WHAT IS EXPECTED>
Copy the rows from the line with "Ground the donkey's muzzle" up to and including the line with "399,58,476,130", requests included. Multiply every bounding-box coordinate in the answers by 0.65 and round each to a whole number, halves up. Leave the requests and their sample replies unchanged.

GIVEN RECORDS>
========================================================================

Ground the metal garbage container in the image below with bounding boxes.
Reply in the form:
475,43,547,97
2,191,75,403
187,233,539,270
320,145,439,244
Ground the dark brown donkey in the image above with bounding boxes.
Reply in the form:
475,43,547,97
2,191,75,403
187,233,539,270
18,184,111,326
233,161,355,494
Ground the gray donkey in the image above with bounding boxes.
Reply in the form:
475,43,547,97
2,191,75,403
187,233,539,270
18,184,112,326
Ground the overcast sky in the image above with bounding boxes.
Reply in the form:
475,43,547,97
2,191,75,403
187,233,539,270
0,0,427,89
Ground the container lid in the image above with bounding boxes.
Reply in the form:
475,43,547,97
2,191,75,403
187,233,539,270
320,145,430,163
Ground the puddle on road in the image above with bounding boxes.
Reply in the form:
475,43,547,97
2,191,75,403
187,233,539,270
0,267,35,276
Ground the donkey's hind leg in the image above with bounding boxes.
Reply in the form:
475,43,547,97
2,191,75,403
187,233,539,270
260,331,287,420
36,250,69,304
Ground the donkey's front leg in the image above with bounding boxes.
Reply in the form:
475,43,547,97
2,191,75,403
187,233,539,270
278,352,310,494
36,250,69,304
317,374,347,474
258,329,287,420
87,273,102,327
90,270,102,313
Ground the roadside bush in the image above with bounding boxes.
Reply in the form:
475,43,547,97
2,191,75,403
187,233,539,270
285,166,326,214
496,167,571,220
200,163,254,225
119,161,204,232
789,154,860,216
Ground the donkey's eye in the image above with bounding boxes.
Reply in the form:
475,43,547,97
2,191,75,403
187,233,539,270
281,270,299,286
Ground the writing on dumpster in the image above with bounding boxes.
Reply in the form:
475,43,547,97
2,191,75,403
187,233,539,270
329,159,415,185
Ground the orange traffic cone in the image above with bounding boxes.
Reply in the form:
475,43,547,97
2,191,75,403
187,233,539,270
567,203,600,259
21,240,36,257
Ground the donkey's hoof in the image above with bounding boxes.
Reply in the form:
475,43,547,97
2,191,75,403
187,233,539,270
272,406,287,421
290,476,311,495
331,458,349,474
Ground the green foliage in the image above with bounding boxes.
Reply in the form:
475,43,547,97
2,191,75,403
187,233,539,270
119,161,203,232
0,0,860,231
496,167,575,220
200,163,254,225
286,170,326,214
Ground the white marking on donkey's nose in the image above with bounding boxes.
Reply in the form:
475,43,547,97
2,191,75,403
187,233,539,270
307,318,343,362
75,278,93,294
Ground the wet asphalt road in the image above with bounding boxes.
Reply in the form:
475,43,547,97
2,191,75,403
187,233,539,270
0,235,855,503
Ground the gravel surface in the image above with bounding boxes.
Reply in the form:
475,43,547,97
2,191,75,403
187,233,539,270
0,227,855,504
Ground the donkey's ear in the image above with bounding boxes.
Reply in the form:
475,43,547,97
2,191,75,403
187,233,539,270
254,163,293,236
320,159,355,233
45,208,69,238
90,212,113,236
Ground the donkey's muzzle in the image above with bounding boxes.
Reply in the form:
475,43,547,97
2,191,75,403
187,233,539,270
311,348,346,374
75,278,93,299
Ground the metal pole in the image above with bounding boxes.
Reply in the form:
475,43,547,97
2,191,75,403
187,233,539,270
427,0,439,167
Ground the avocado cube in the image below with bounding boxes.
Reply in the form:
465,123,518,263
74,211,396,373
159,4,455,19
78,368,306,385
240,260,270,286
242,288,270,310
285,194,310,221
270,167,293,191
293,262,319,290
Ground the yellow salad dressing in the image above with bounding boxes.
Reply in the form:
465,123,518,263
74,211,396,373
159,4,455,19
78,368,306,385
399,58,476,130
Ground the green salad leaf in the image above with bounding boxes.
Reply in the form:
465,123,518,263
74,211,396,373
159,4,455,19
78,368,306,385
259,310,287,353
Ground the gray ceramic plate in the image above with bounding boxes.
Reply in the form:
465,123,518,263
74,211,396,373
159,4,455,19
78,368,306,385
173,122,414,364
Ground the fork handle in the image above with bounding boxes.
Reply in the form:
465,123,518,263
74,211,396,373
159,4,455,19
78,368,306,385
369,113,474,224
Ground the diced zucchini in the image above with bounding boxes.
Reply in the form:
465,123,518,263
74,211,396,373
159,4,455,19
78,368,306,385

========================================================================

PROBLEM SOLUTION>
Ground the donkey's muzzle in the image above with bounding boxes.
Reply in the form:
475,43,547,97
2,191,75,403
187,233,539,270
202,226,225,243
49,181,60,194
Ground the metal pole in the image above with bounding boxes.
Reply in the form:
475,43,547,97
2,191,75,403
187,233,539,270
278,0,285,109
Ground the avocado cube in the image below with bounding boxes.
Reply in the form:
465,123,518,263
74,211,396,373
159,4,455,19
78,368,306,385
156,169,176,186
157,187,176,202
185,126,202,144
176,109,190,124
190,170,207,189
Ground the yellow salad dressing in the image above with bounding boxes.
Reply in the form:
465,123,518,263
74,211,396,373
159,4,455,19
78,368,306,385
259,38,309,85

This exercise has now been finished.